◆ **Task requirements**
Identify each line of the material below that contains the string "outline" with the same case, and copy every such line in full.

** BEGIN Records to process **

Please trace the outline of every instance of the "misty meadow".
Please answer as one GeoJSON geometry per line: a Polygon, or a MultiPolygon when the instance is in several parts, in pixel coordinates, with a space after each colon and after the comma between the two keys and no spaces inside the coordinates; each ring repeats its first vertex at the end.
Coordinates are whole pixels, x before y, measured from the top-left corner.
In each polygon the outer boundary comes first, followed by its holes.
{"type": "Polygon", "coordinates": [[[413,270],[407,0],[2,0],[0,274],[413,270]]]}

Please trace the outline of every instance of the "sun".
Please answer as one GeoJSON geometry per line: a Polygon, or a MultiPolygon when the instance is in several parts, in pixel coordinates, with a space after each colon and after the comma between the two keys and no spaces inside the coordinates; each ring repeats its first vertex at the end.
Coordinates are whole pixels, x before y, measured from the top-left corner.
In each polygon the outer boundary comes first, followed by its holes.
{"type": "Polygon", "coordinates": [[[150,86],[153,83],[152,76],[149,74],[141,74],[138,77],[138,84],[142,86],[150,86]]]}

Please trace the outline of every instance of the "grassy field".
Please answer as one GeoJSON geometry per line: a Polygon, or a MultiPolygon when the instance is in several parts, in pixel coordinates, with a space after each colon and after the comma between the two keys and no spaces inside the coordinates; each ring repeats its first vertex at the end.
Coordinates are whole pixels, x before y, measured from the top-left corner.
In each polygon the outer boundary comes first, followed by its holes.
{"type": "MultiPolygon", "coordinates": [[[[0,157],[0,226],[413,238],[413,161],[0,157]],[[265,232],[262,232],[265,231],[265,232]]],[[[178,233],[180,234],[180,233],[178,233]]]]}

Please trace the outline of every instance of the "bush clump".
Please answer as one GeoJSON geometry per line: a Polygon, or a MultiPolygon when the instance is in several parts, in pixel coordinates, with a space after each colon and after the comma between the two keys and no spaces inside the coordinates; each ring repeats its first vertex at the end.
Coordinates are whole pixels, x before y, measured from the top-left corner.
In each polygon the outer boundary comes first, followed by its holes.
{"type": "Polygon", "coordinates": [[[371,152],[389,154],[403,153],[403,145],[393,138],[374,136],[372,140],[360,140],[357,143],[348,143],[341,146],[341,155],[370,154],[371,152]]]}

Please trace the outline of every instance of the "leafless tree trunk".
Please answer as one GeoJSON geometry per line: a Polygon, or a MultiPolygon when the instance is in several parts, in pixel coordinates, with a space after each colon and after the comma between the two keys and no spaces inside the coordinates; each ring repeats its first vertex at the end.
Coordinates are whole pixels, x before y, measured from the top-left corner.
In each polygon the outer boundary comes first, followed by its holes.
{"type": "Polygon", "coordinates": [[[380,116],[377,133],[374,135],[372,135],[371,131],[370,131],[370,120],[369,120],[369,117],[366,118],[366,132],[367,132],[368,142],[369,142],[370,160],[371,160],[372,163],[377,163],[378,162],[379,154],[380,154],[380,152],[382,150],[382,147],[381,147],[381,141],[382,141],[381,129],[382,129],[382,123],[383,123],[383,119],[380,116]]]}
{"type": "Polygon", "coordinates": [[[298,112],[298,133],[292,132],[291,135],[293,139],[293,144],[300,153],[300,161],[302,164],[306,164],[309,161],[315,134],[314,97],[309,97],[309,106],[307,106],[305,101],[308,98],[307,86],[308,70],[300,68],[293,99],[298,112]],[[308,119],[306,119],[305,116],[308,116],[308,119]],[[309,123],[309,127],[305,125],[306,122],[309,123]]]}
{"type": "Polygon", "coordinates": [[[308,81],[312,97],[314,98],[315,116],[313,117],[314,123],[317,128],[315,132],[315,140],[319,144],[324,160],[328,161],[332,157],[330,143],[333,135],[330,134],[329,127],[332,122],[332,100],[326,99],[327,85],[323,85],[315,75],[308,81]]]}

** END Records to process **

◆ **Solution**
Please trace the outline of every instance of the "misty meadow".
Please trace the outline of every instance of the "sun".
Please trace the outline of every instance of the "grassy field".
Please trace the outline of every instance of the "bush clump".
Please trace the outline of every instance of the "leafless tree trunk".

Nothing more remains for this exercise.